== WORKING DATA

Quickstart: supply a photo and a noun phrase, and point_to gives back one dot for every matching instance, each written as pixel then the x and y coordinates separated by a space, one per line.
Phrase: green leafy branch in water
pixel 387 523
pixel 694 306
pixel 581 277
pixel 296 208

====

**YOUR GOAL:** Collect each line of the records that contains the string "pixel", matching case exactly.

**EXERCISE OUTPUT:**
Quickstart: supply a photo and a noun phrase, and point_to gives back one dot for every matching instance, each written as pixel then the x and y coordinates separated by a space, one per line.
pixel 387 523
pixel 694 306
pixel 581 277
pixel 296 208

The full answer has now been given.